Collection entries:

• • • • •

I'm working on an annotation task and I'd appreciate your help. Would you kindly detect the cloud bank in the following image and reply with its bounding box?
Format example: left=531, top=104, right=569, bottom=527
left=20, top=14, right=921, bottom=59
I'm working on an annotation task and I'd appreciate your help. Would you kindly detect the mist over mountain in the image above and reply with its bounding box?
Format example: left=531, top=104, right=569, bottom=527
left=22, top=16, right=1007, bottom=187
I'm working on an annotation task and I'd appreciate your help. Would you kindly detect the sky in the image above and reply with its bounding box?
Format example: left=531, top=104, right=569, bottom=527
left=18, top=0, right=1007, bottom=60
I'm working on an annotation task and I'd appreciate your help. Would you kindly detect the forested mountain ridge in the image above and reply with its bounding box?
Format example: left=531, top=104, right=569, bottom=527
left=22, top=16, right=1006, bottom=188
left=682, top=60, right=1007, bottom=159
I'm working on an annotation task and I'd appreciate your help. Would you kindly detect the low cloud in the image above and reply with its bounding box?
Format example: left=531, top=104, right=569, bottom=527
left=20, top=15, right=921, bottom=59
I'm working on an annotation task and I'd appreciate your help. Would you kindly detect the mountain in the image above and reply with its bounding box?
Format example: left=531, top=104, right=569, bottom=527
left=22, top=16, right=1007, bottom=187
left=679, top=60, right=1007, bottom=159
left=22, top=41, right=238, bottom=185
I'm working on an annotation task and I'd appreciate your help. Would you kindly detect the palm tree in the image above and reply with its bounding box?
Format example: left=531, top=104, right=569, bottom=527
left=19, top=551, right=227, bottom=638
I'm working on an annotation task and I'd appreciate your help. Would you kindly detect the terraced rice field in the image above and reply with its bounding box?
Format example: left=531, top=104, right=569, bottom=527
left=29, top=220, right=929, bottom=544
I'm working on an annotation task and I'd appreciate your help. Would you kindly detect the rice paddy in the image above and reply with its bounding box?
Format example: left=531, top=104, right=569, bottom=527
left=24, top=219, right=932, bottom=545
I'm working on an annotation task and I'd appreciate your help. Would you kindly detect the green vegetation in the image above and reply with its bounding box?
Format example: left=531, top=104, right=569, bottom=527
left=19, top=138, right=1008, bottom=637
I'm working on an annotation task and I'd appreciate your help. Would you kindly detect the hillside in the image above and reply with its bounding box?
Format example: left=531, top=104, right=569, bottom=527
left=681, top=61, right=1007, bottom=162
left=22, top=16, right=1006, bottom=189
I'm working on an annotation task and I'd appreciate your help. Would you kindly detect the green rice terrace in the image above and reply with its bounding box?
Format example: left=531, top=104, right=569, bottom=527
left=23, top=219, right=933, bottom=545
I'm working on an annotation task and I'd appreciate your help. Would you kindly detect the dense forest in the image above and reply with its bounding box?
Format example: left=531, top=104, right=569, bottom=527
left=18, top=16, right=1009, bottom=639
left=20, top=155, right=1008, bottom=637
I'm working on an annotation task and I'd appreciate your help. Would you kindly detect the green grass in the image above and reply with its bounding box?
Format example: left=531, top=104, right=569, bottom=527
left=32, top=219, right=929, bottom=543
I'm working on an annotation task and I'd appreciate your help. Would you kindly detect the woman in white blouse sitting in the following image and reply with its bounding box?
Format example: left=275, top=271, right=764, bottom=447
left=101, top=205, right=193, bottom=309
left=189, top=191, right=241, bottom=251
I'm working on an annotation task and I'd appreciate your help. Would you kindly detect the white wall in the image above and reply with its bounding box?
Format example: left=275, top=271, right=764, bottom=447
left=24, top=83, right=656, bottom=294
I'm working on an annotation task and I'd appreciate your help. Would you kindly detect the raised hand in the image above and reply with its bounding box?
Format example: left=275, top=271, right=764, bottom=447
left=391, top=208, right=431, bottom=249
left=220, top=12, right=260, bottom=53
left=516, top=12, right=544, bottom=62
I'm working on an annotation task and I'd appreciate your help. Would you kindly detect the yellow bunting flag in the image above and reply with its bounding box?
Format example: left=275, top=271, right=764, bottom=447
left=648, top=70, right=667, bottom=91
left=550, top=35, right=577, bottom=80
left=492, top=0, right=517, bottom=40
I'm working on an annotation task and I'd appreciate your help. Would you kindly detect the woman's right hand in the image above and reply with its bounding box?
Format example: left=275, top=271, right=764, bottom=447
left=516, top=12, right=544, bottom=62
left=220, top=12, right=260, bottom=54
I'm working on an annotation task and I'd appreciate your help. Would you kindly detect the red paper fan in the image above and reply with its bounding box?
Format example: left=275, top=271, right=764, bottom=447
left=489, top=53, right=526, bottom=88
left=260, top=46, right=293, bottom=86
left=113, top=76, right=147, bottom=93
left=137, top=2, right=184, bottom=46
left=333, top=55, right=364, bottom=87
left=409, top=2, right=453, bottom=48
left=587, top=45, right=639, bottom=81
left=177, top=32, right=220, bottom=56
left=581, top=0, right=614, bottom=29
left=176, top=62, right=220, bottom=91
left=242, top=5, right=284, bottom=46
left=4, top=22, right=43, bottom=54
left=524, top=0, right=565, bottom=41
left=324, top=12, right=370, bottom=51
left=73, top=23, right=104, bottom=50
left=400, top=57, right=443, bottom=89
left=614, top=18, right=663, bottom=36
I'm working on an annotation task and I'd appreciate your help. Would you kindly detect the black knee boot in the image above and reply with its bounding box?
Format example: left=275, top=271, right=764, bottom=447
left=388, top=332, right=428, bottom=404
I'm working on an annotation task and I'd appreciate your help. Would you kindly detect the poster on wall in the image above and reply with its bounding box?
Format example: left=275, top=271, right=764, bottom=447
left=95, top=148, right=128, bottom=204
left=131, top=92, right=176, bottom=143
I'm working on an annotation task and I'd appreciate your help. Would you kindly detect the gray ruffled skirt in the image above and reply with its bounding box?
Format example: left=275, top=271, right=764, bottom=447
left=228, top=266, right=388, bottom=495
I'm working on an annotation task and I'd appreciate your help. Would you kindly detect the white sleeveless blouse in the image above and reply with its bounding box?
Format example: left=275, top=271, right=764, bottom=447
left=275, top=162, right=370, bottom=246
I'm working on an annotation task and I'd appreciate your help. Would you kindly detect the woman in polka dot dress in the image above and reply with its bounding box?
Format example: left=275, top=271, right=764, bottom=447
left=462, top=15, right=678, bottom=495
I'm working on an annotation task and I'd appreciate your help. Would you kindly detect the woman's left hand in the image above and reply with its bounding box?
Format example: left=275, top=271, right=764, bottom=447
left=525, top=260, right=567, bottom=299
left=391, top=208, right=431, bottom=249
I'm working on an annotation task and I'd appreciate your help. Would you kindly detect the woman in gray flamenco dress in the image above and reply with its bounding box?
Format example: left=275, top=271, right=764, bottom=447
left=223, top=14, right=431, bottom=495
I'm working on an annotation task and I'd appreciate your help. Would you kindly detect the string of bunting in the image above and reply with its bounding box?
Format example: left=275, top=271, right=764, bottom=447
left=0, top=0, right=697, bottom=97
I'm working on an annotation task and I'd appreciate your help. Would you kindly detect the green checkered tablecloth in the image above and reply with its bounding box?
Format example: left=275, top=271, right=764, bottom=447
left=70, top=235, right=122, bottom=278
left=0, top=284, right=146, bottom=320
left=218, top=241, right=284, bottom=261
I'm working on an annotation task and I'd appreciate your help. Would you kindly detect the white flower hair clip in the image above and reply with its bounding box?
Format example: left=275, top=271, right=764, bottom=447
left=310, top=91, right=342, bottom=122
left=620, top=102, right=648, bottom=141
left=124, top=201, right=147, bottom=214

• • • • •

Task: Can you print everything from the line containing "the white flower" down to the end of the records, word for word?

The completed task:
I'm working on an annotation task and I'd appreciate your help. Would you kindly detect the white flower hair clip in the image above and reply with its bounding box?
Format example: left=275, top=271, right=764, bottom=447
left=310, top=91, right=342, bottom=122
left=620, top=102, right=648, bottom=141
left=124, top=201, right=147, bottom=214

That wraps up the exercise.